Stored items:

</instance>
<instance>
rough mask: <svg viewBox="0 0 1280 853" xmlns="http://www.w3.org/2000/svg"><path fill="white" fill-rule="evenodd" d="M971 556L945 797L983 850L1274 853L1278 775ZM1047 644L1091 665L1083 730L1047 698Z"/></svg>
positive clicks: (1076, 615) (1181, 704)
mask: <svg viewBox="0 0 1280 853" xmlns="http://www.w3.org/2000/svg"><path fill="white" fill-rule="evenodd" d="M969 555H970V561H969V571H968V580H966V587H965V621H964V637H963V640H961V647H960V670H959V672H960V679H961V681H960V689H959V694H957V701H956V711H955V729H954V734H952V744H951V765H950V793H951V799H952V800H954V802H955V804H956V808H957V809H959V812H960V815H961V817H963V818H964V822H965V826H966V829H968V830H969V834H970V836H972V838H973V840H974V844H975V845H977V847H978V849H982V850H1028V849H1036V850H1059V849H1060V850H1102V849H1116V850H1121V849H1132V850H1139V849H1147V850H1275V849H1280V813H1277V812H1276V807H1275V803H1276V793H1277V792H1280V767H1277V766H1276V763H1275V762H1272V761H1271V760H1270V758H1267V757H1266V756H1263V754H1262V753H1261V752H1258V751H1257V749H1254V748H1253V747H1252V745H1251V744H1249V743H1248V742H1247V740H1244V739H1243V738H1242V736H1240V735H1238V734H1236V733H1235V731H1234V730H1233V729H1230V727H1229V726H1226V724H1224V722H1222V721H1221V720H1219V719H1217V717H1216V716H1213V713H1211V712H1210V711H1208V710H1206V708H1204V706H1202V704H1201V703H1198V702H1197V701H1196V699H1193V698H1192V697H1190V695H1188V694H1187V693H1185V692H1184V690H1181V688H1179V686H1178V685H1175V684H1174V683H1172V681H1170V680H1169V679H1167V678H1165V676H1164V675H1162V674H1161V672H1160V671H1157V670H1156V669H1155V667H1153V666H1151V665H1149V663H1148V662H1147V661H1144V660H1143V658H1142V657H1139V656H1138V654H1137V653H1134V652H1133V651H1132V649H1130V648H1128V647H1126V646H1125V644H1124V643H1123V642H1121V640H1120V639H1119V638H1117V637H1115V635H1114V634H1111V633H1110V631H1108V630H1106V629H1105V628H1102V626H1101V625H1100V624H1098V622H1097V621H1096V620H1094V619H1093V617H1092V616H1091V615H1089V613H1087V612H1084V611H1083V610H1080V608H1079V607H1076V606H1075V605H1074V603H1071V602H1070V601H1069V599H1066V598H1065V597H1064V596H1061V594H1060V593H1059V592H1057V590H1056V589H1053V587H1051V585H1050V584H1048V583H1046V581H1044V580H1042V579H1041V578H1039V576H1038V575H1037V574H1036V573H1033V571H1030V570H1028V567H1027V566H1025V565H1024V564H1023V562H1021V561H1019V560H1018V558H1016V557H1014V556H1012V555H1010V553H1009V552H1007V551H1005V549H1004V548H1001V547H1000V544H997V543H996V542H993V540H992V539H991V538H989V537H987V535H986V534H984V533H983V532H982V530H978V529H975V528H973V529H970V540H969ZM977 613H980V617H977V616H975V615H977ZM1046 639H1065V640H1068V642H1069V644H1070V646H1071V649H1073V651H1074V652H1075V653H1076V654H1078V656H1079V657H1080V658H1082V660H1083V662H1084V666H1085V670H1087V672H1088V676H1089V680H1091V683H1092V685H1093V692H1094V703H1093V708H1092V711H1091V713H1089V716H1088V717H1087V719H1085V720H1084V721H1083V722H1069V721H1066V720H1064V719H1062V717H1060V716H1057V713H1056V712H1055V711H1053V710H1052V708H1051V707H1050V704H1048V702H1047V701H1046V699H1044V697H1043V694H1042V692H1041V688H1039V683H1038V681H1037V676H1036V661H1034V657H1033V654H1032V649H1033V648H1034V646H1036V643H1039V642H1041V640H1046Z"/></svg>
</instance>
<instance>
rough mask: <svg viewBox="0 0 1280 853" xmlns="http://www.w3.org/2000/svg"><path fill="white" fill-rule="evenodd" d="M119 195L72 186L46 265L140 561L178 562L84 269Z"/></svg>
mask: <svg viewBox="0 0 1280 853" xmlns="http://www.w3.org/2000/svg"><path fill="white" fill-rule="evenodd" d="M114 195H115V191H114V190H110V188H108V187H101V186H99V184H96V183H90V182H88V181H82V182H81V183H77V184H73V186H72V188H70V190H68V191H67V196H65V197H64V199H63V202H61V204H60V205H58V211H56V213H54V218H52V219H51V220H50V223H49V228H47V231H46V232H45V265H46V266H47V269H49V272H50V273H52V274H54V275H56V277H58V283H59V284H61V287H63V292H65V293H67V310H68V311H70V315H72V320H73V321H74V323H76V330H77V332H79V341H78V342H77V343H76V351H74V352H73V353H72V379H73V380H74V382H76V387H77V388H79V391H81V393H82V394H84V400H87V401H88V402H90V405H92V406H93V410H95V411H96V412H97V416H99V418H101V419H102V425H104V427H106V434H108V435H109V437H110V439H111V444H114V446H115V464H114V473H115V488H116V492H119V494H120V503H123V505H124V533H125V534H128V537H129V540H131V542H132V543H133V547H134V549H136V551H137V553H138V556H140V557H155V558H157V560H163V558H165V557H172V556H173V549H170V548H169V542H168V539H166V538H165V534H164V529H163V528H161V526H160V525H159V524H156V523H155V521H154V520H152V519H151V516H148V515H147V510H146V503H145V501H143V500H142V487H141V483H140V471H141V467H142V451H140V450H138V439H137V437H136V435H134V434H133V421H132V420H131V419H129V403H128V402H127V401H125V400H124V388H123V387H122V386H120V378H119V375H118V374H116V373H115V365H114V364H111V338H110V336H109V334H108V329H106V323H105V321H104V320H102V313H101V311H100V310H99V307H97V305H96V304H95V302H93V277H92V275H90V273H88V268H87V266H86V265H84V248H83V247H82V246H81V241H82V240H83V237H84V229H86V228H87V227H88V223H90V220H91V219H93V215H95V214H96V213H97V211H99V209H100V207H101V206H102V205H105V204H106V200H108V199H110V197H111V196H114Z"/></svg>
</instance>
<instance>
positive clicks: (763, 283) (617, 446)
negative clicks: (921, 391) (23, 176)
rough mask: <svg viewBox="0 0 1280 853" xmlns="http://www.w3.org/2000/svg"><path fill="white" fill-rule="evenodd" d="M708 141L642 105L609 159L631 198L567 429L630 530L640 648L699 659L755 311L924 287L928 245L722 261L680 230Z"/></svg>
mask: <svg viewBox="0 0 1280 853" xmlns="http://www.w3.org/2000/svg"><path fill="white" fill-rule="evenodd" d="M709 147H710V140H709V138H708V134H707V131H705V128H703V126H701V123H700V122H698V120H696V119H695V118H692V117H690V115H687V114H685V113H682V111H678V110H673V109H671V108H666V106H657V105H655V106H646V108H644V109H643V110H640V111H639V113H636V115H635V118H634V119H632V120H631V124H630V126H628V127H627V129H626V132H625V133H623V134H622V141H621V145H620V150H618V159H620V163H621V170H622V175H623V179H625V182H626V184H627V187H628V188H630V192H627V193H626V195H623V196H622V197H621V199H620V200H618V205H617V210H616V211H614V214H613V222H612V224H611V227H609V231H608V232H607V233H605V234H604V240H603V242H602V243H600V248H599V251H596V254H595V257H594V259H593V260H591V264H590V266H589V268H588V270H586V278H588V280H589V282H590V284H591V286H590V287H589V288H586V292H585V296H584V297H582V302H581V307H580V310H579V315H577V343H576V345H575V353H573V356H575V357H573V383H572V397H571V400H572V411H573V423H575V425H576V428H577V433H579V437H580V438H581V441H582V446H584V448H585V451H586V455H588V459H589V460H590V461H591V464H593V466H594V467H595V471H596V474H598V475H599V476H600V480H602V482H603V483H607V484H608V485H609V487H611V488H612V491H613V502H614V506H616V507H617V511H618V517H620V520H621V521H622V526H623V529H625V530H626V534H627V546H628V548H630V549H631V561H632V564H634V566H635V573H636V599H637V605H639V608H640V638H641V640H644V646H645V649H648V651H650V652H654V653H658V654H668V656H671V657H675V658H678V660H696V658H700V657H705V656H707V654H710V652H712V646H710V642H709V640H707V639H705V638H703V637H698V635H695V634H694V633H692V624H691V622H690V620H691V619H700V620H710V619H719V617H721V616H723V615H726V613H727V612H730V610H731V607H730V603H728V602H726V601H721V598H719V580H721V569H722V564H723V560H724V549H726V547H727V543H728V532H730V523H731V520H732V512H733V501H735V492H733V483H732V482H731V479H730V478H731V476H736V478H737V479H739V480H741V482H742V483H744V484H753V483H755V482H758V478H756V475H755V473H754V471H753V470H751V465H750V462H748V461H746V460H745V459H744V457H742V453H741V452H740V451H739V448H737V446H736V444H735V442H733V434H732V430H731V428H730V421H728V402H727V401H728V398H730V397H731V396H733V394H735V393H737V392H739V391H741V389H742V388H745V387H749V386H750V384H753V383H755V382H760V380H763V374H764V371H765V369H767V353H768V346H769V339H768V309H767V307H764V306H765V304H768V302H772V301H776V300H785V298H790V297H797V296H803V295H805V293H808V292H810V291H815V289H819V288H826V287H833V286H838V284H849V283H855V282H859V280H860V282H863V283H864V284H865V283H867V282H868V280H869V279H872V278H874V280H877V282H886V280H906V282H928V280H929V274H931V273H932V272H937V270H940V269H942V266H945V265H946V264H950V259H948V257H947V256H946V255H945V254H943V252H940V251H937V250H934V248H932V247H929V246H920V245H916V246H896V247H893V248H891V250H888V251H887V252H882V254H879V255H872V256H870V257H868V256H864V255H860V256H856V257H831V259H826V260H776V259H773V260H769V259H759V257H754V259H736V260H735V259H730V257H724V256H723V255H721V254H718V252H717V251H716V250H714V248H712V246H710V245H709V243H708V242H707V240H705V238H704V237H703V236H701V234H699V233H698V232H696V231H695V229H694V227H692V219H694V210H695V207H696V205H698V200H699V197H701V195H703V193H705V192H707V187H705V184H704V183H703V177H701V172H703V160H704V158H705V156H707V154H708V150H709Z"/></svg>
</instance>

WORK TASK: Keep only those lines of the records that hold "positive", and return them.

EXERCISE SOLUTION:
positive clicks: (1076, 615) (1181, 704)
positive clicks: (763, 283) (617, 446)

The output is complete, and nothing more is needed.